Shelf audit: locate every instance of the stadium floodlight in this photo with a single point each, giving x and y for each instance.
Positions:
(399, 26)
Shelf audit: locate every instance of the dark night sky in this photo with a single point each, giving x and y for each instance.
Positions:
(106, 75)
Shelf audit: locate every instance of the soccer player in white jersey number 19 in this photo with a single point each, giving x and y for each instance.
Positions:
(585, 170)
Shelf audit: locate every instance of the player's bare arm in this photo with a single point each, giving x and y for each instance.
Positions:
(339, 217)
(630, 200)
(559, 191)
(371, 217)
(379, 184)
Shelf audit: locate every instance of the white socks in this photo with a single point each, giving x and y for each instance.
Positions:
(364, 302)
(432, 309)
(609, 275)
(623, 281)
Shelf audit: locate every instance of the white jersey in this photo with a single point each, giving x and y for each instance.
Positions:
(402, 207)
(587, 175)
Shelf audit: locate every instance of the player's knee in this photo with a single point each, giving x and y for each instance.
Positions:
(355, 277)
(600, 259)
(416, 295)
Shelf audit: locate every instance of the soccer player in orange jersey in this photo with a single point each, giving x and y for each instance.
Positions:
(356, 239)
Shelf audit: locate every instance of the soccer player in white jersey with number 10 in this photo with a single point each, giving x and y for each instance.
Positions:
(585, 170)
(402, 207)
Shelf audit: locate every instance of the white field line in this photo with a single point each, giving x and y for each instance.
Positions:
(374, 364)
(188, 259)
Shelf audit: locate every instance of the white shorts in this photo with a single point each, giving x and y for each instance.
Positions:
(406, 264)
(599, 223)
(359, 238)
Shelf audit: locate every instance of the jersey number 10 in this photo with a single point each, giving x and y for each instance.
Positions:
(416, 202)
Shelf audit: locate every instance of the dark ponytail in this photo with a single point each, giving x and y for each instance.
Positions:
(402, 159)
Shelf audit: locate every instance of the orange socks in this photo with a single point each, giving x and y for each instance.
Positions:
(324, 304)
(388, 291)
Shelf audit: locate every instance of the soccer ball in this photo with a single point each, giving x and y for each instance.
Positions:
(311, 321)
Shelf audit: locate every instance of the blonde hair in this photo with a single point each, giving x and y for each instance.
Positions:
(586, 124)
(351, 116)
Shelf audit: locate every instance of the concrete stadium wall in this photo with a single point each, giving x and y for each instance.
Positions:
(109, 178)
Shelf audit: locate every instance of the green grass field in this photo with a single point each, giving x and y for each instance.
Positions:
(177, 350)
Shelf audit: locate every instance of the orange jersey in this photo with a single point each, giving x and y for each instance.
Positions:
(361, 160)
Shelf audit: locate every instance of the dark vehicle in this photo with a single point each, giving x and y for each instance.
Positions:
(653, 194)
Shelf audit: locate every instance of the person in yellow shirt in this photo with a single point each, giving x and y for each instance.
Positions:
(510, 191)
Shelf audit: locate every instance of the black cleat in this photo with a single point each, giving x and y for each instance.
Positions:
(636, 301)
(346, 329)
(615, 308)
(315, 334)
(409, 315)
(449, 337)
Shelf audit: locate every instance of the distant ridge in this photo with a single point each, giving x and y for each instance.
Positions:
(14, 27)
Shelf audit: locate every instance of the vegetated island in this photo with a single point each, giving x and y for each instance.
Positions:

EXERCISE: Reproduce the records in full, exactly as written.

PROBLEM SOLUTION:
Shelf audit: locate every instance of the stadium floodlight in this photo with a single point each, giving x and y for each instance.
Positions:
(399, 26)
Shelf audit: locate every instance of the dark night sky in this photo with a single point each, giving x and y for each instance.
Positions:
(106, 75)
Shelf audit: locate every instance of the soccer player in white jersey number 19 in this photo with a single point each, giving x and y for each instance.
Positions:
(585, 170)
Shelf audit: locate every instance of the player's bare arm in this photo with a single point each, giving x and y for each instance.
Positions:
(339, 217)
(630, 200)
(559, 191)
(371, 217)
(379, 184)
Shelf audit: locate every instance of the white socks in this photo with a single point each, giving x and y for each instance.
Positions:
(364, 302)
(432, 309)
(609, 275)
(623, 281)
Shelf audit: locate every instance of the white jersey in this photo with a single point each, giving x and y for each instance.
Positions:
(402, 207)
(587, 175)
Shelf audit: locate every instance of the player's knee in this photo with a single point each, giving x and y for each instance.
Positions:
(355, 277)
(600, 259)
(416, 295)
Shelf audit: locate every instance of the soccer player in orange jersey in this photo with a single point each, giving x and y for each instance.
Positions:
(356, 239)
Shelf audit: locate every instance of the soccer player in white jersey with number 10 in this photo with a single point each, giving x and y for each instance.
Positions:
(585, 170)
(402, 207)
Shelf audit: locate every instance of the white field line in this photo with a single point each, giving x and y for each instance.
Positions:
(374, 364)
(188, 259)
Shelf audit: locate every instance of the white shorts in this photo with a single point each, giving x and y for each instance.
Positions:
(406, 264)
(599, 223)
(359, 238)
Shelf audit: locate every instance of the jersey number 10 in this photo with a single point each, giving x and y for each instance.
Positions:
(416, 202)
Shelf audit: locate every instance of the dark ponytail in this photo with a single point each, giving x and y for each instance.
Positions:
(402, 159)
Shelf audit: locate every instance of the orange socks in this photo with a single point each, giving x and y for each instance.
Positions:
(324, 304)
(388, 291)
Shelf audit: locate every instance of the soccer ball in this photo with a single point each, giving x and y for each instance.
Positions:
(311, 321)
Shelf audit: locate every instance of the blonde hair in this photo with a single point each, giving x and y for each instance.
Positions:
(586, 124)
(351, 116)
Shelf audit: locate every instance of the concrete stadium wall in this photo with a single point each, giving x and y for each instance.
Positions:
(109, 178)
Shelf audit: locate every instance of the green grass field in this photo with a single point each, giving x and y for each instance.
Positions:
(177, 350)
Shelf audit: locate every instance of the orange jersey in this photo with a single point each, giving x and y for each instance.
Positions:
(361, 160)
Shelf audit: locate every instance of the dark vehicle in this photo with a single point each, giving x and y for each instance.
Positions:
(653, 194)
Shelf audit: locate every instance of the person in yellow shirt in this photo with a single point each, giving x and y for each instance.
Positions:
(510, 191)
Shelf audit: locate every instance of the black cleat in this photo with a single point each, giving x and y for each instance.
Positions:
(636, 301)
(346, 329)
(615, 308)
(315, 334)
(409, 315)
(449, 337)
Shelf audit: locate every instance of the distant ridge in this photo with a single point each, giving x and y for each instance.
Positions:
(14, 27)
Shelf audit: locate every instance of the vegetated island in this photo with a single point each, giving x and y for each instance.
Positions:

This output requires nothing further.